→ What the exercise asks:
Reproduce the entries below character for character.

++++ Provided information ++++

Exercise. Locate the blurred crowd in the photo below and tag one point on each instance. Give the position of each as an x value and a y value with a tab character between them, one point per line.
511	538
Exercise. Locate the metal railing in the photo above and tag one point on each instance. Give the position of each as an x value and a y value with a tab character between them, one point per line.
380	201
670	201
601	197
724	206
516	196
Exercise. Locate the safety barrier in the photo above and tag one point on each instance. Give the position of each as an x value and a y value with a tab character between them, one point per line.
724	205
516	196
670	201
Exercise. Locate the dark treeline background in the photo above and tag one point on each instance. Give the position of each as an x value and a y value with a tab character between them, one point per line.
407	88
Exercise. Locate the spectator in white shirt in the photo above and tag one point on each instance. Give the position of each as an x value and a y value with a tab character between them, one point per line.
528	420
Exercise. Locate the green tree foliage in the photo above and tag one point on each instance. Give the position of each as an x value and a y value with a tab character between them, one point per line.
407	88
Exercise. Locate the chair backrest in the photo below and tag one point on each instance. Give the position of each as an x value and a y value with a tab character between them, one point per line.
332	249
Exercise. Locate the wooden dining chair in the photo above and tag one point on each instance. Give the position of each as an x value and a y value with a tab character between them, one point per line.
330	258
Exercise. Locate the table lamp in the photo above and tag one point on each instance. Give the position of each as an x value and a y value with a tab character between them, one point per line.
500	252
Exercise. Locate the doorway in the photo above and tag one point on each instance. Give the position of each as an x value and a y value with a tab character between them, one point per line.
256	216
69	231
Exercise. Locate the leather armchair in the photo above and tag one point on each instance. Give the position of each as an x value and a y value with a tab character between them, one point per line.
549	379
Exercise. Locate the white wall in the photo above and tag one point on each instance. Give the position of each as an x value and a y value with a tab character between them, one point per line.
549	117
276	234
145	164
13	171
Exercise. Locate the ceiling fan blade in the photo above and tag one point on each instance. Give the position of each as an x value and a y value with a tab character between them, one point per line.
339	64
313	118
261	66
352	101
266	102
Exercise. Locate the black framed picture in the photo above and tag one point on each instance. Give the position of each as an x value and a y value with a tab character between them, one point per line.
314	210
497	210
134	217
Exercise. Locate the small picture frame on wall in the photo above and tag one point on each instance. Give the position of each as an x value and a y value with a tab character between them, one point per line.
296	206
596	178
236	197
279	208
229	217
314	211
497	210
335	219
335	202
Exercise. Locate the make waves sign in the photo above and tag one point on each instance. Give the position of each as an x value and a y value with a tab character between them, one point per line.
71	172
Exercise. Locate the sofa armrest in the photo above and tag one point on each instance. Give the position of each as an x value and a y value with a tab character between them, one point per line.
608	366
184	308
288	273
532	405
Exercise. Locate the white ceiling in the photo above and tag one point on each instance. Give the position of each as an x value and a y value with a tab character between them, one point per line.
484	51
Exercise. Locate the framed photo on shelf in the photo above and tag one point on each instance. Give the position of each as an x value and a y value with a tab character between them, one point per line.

++++

→ Task result:
Exercise. Locate the blurred crowd in the photo below and tag one point on each instance. Give the position of each as an x value and a y value with a tab character between them, one point per line.
511	538
Exercise. Locate the metal railing in the photo above and tag one point on each instance. Give the position of each as an x value and a y value with a tab character between them, one point per line.
380	201
670	201
601	197
724	206
516	196
Exercise. Locate the safety barrier in the photo above and tag one point on each instance. Give the position of each as an x value and a y value with a tab character between them, one point per line.
724	205
516	196
670	201
Exercise. Locate the dark treeline background in the photo above and tag one point on each instance. Give the position of each as an x value and a y value with a tab character between them, one point per line.
407	88
Exercise. Locate the spectator in white shirt in the photo above and tag one point on each instance. Give the position of each as an x value and a y value with a tab character between them, one point per line.
528	420
Exercise. Locate the green tree foliage in the photo above and tag one point on each instance. Give the position of each as an x value and a y value with a tab character between them, one point per line.
407	88
Exercise. Locate the chair backrest in the photo below and tag one point on each instance. Give the position of each as an x value and a y value with a tab character between them, one point per line.
332	249
Exercise. Locate the wooden dining chair in the photo above and tag one point on each instance. Give the position of each as an x value and a y value with a tab character between them, one point per line.
330	258
Exercise. Locate the table lamp in the photo above and tag one point on each instance. Give the position of each as an x value and a y value with a tab character between them, one point per line.
500	252
Exercise. Locate the doorway in the photo above and tag one point on each instance. Give the position of each as an x value and a y value with a tab character between them, one point per line.
256	216
69	231
Exercise. Locate the leather armchair in the photo above and tag one point on each instance. Give the position of each as an x value and a y value with a tab character between them, one point per line.
549	379
Exercise. Locate the white wall in the photo above and tag one point on each instance. Give the position of each as an x value and a y value with a tab character between them, one point per line.
549	117
276	234
145	164
13	171
Exercise. Locate the ceiling fan blade in the photo above and tag one point on each instance. Give the position of each as an x value and a y value with a tab character between them, one point per line.
339	64
313	118
261	66
352	101
266	102
Exercise. Locate the black framed picture in the photo above and tag one point on each instance. Give the position of each as an x value and a y value with a tab character between them, one point per line.
314	210
497	210
134	217
Exercise. Locate the small picture frame on wall in the photo above and tag one point on each instance. Give the position of each as an x value and a y value with a tab character between them, one point per line.
296	206
596	178
236	197
279	208
229	217
314	211
497	210
335	219
335	202
Exercise. Locate the make waves sign in the photo above and tag one point on each instance. Give the position of each as an x value and a y value with a tab character between them, one point per line.
71	172
Exercise. Locate the sofa armrest in the photo above and tag one point on each instance. Give the position of each as an x value and a y value with a tab character between them, one point per line.
608	366
184	308
288	273
532	405
Exercise. Locate the white ceiling in the photo above and tag one point on each instance. Give the position of each as an x value and a y value with a tab character between them, one point per line.
484	51
Exercise. Locate the framed photo on shelf in the photo above and tag one point on each instance. Give the position of each as an x value and a y value with a tab character between them, one point per line.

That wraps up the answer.